+++ Trecho +++

E, para completar, acho imprescindível colocar aqui o comentário do meu amigo Edmilson Alves de Medeiros, que ampliou de forma valiosa esse debate.
Por: Edmilson Alves de Medeiros
"Ricardo Rocha Aguieiras, belo texto.
É que já ñ somos mais Janis Joplin (pensando no que falamos ontem) e o mundo se transformou literalmente num reality show onde aguardamos a aprovação do outro e representamos personagens domesticados.
Também acredito que corpos livres são corpos felizes. Mas os corpos só serão livres quando a mente se emancipar.
Também fiquei, e fico, muito feliz com todo movimento que leve as pessoas as ruas, que façam as pessoas, em algum momento, afrontar o Estado (como já dizia Milton Santos).
Você tem razão quando diz que a Marcha se apropriou da alcunha "Vadia" mas higieniza seu rotulo. E nesse “guarda-chuva” não vai caber as putas e os putos de profissão, até porque temos toda uma "intelectualização" sobre seu exercício. Muitas vezes sem dialogar com quem a exerce como profissão.
O Brasil é o país do paradoxo.
Claro que sabemos que existem casas/bordeis (seja qual for o nome, são tantos) que além de explorar também violam os direitos dos/das profissionais, ou putas e putos, para mim assim é mais sonoro e verdadeiro.
Ao mesmo tempo temos os clientes, pessoas que perdem status na nossa sociedade quando usam desses serviços. Falo aqui especificamente de gays e mulheres. Os homens heterossexuais continuam no seu lugar de macho privilegiado.
Há um grande numero de pessoas que buscam esse serviço porque desejam ter sexo com um/a profissional e não porque não podem ter de outra forma, existem esses/as também.
De alguma forma, que bom que nesse caminho que a Marcha tem tomado algumas categorias como putas e putos não cabem, pois só eles perdem com a normatização de comportamento e controle do corpo.
O problema nem é o fato da participação dos partidos, quando são os partidos, mas sim do Estado. Infelizmente os partidos são o Estado. Porque estão defendendo o interesse e manutenção do Estado.

+++ Material fornecido +++

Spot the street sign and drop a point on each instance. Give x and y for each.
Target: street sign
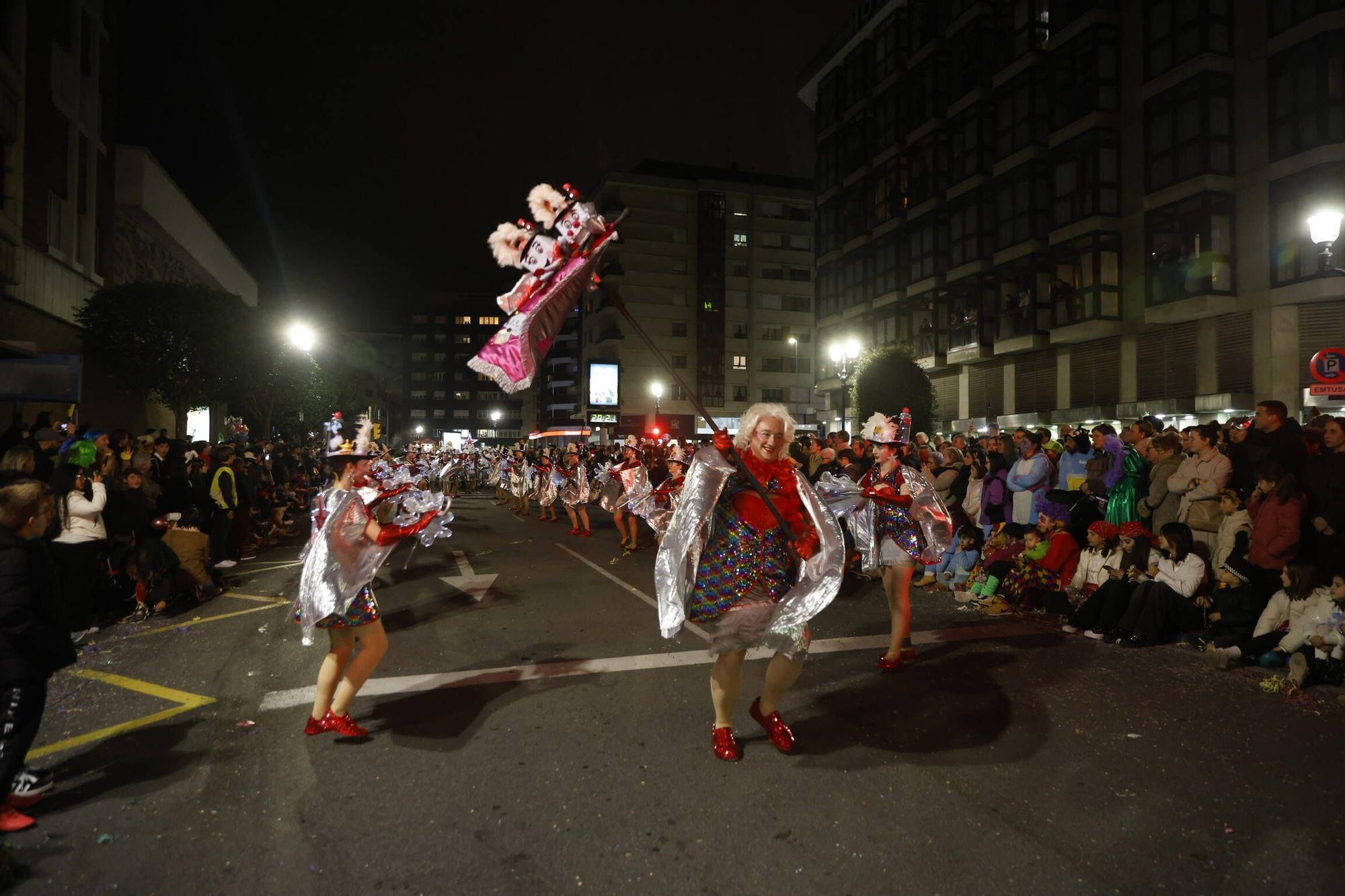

+++

▸ Tarefas
1 – Segundo o comentário sobre a Marcha, quais clientes perdem status na sociedade ao recorrer aos serviços de profissionais do sexo?
2 – Prossiga o comentário sobre a Marcha a partir da última frase apresentada no trecho.

▸ Respostas
1 – Gays e mulheres.

2 –
Por natureza sociedade civil e Estado são antagônicos.
A inclusão não tem nada de positivo pois é da sua ambivalência criar a linha da exclusão.
E inclusão é também a expansão do poder do Estado para controlar, manter sob sua guarda ou tutela, assuntos os indivíduos que em alguma medida possam se fora causar dano ao seu status. Por isso apoio do Estado para Movimento social... Inclusão nem sempre gera mudança, por isso melhor que ampliar a linha de inclusão, que vai sempre gerar exclusão, é rediscutir esses valores e as estruturas que o alimenta, essa pode produzir mais efeito e avanço.
Talvez as putas e os putos estejam mais felizes na margem social, pois continuam dialogando com o Estado, que tem interesse nesse grupo, mas ainda sim conseguem escapam em parte do seu controle e, o principal, mantem seus corpos e desejos "livres" em alguma medida.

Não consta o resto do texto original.